____ Records for this exercise

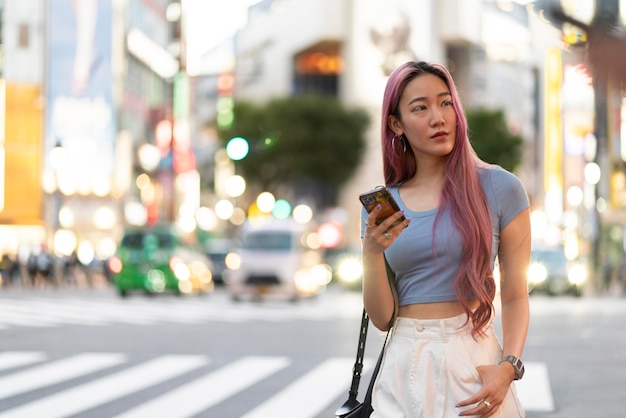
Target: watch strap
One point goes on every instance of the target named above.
(518, 365)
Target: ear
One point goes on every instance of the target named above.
(395, 125)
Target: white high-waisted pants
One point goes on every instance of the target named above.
(430, 365)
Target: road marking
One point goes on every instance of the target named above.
(534, 390)
(13, 359)
(56, 372)
(317, 389)
(193, 398)
(106, 389)
(325, 384)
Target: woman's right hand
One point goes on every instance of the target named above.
(378, 238)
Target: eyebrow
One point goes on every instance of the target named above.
(419, 99)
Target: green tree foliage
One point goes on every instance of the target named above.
(301, 139)
(492, 139)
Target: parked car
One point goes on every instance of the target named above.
(216, 250)
(552, 273)
(274, 260)
(155, 260)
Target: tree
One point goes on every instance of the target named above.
(311, 141)
(492, 140)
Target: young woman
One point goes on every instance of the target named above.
(443, 358)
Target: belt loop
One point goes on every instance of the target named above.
(444, 330)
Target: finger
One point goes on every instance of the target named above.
(480, 410)
(387, 224)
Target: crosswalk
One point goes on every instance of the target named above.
(55, 311)
(37, 384)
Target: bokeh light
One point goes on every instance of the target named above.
(235, 186)
(302, 214)
(282, 209)
(237, 148)
(224, 209)
(266, 201)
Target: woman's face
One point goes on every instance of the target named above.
(427, 117)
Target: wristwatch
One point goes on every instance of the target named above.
(517, 365)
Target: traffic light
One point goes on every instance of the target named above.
(225, 116)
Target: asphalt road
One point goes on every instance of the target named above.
(88, 353)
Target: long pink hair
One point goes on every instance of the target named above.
(462, 192)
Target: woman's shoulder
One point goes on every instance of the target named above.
(497, 178)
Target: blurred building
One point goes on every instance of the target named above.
(86, 84)
(347, 48)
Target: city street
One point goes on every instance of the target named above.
(88, 353)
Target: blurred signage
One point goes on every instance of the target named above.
(151, 54)
(553, 141)
(80, 114)
(22, 195)
(2, 130)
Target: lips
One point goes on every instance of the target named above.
(440, 135)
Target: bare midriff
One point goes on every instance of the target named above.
(435, 310)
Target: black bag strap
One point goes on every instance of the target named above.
(357, 370)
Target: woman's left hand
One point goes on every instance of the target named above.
(497, 380)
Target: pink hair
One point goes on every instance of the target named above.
(462, 192)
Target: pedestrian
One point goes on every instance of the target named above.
(443, 358)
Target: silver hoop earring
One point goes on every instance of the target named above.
(402, 138)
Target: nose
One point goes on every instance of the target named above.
(437, 117)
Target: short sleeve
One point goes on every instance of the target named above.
(509, 195)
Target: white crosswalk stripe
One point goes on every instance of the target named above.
(317, 388)
(108, 388)
(56, 372)
(209, 390)
(116, 377)
(12, 359)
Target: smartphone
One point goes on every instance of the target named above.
(380, 195)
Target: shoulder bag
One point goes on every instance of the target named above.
(352, 408)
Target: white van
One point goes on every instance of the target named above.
(273, 259)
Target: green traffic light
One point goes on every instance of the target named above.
(237, 148)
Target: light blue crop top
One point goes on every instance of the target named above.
(424, 275)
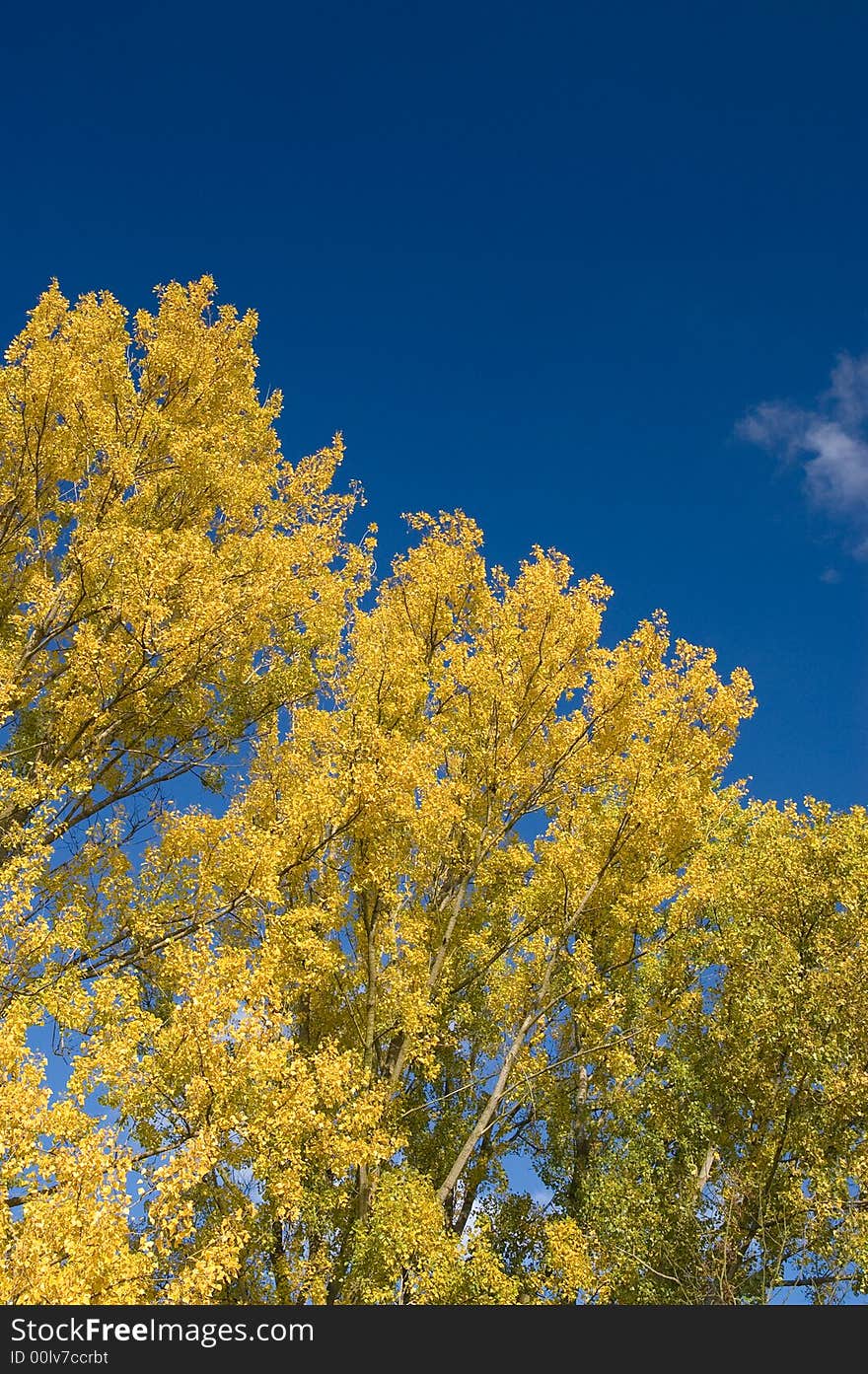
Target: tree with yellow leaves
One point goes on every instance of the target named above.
(471, 889)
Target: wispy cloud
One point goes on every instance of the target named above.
(830, 441)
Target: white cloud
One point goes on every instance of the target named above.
(830, 441)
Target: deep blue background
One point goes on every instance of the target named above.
(535, 261)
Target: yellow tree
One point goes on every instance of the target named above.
(476, 894)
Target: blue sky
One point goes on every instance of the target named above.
(581, 269)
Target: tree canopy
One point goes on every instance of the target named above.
(401, 941)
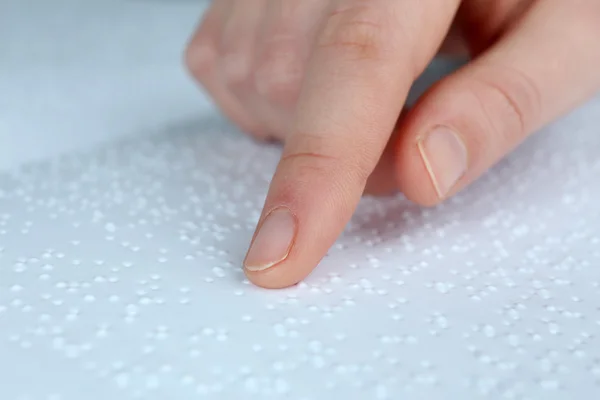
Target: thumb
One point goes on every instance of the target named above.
(463, 125)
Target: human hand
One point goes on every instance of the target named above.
(330, 78)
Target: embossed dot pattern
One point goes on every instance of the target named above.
(129, 284)
(120, 276)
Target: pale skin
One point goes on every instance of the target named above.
(329, 78)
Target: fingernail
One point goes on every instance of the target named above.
(445, 157)
(273, 241)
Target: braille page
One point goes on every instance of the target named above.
(120, 258)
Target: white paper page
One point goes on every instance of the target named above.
(126, 206)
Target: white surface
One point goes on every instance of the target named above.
(119, 263)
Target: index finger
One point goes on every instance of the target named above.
(366, 57)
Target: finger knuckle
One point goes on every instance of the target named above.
(278, 76)
(314, 157)
(516, 95)
(358, 32)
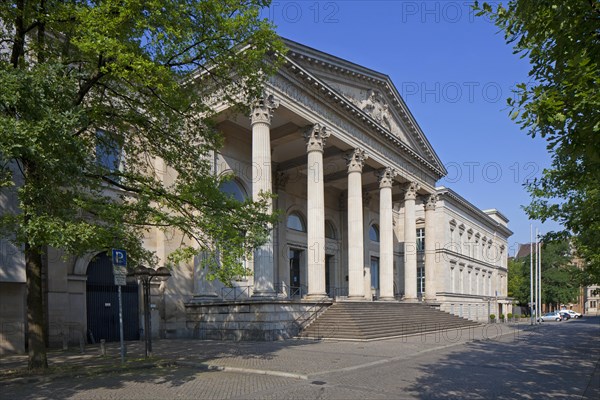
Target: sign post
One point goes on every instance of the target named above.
(120, 275)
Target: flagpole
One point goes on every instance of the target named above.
(535, 281)
(531, 308)
(540, 274)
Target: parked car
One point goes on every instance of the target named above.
(564, 315)
(553, 316)
(573, 314)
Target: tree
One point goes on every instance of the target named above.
(560, 279)
(518, 281)
(94, 94)
(561, 104)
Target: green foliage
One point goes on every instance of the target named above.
(128, 69)
(560, 279)
(561, 104)
(96, 98)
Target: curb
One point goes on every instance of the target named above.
(82, 372)
(210, 367)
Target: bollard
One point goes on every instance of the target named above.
(65, 342)
(81, 344)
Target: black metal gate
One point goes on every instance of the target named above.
(103, 304)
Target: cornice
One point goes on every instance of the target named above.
(349, 108)
(337, 65)
(449, 193)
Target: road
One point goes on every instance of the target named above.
(556, 360)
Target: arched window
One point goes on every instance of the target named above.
(233, 189)
(329, 230)
(296, 222)
(374, 233)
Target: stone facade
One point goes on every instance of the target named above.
(362, 218)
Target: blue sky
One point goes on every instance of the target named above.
(455, 71)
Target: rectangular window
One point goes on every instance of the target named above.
(108, 152)
(420, 239)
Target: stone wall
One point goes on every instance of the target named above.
(249, 320)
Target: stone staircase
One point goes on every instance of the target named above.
(379, 320)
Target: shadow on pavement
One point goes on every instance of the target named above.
(553, 361)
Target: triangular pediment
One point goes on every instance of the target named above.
(371, 92)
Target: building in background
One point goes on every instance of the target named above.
(362, 220)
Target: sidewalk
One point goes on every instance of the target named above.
(298, 359)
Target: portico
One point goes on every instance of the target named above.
(326, 165)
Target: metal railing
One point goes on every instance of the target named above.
(308, 316)
(236, 292)
(289, 292)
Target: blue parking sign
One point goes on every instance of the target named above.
(119, 258)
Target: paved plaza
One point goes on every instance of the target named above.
(498, 361)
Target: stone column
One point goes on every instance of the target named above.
(262, 112)
(430, 290)
(410, 242)
(315, 141)
(386, 231)
(356, 287)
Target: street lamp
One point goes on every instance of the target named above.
(145, 275)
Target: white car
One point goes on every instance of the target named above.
(572, 313)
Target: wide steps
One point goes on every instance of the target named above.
(375, 320)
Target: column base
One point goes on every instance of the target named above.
(410, 300)
(355, 298)
(317, 297)
(270, 294)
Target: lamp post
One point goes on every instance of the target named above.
(145, 275)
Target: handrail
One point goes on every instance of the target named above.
(291, 291)
(235, 292)
(313, 311)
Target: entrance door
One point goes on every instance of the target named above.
(103, 304)
(328, 287)
(375, 274)
(295, 283)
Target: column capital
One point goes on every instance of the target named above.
(281, 179)
(386, 177)
(355, 160)
(263, 108)
(315, 136)
(431, 201)
(411, 191)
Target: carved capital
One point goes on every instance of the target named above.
(356, 160)
(431, 201)
(386, 177)
(263, 108)
(366, 199)
(281, 179)
(411, 191)
(316, 135)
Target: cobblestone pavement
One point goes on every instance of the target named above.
(492, 362)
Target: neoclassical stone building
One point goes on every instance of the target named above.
(361, 217)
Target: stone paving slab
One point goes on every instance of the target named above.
(300, 358)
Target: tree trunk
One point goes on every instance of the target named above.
(35, 309)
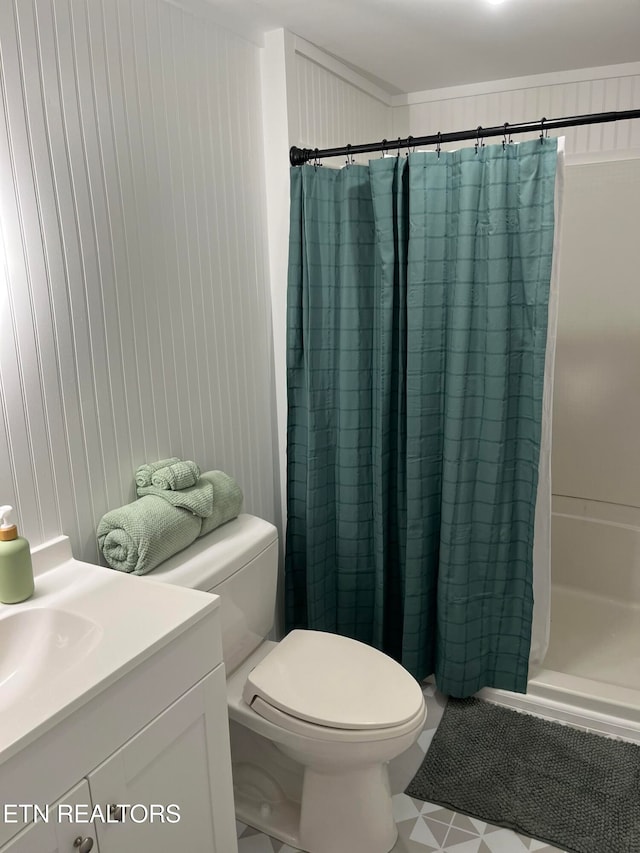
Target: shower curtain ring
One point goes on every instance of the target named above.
(349, 160)
(504, 139)
(478, 143)
(544, 134)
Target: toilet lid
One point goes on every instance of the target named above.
(334, 681)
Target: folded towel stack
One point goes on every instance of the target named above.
(197, 499)
(180, 475)
(146, 472)
(227, 500)
(167, 516)
(139, 536)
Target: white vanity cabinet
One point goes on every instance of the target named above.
(171, 781)
(145, 728)
(55, 836)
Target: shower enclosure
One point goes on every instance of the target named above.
(590, 676)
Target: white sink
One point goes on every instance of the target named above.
(84, 628)
(38, 644)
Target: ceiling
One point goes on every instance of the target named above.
(413, 45)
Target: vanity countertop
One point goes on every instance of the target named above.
(84, 628)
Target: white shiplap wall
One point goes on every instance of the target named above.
(134, 302)
(530, 98)
(333, 107)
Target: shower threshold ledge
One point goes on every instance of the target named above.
(606, 709)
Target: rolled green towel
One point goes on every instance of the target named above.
(180, 475)
(145, 472)
(139, 536)
(197, 499)
(227, 500)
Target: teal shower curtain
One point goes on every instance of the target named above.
(417, 319)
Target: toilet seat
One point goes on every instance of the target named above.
(316, 679)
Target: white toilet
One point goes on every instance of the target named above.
(314, 719)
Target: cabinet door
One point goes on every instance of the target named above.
(172, 780)
(59, 831)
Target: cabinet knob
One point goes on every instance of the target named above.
(115, 812)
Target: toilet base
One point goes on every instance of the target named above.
(348, 812)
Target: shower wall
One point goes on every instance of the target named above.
(595, 462)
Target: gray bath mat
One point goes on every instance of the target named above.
(570, 788)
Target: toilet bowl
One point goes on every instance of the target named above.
(314, 718)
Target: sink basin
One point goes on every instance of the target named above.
(36, 645)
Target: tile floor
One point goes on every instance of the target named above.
(422, 827)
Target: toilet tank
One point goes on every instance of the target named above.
(238, 562)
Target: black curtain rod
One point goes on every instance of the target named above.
(299, 156)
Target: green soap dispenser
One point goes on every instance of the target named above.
(16, 571)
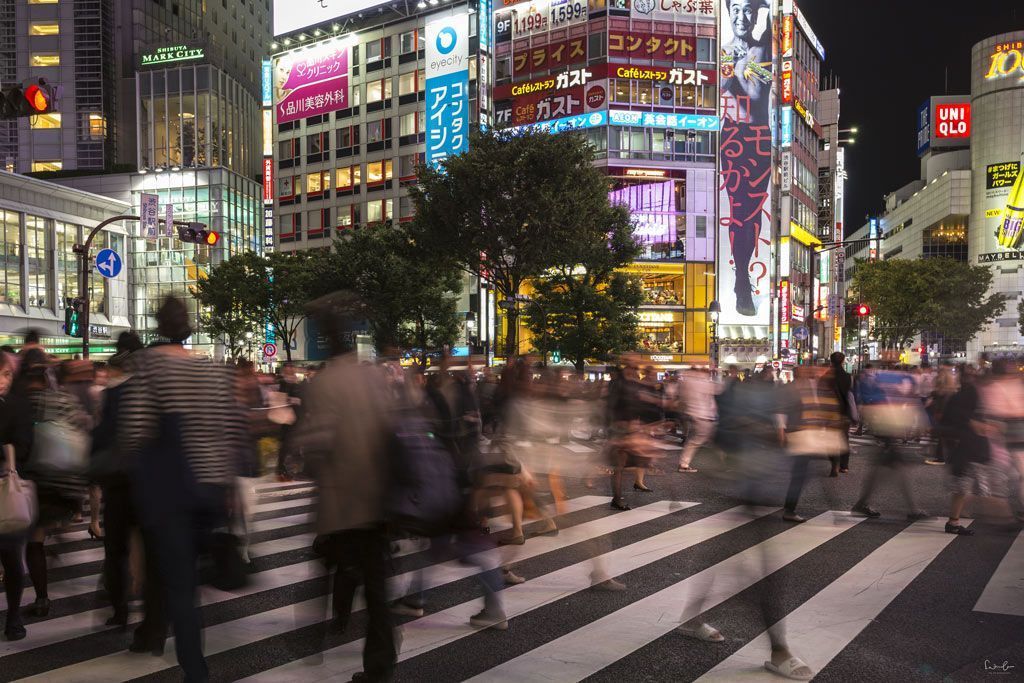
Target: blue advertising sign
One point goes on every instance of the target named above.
(578, 122)
(109, 263)
(924, 127)
(448, 87)
(267, 83)
(657, 120)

________

Copy each line of the listing in which the word "cloud" can be found.

Target: wispy cloud
Target: white cloud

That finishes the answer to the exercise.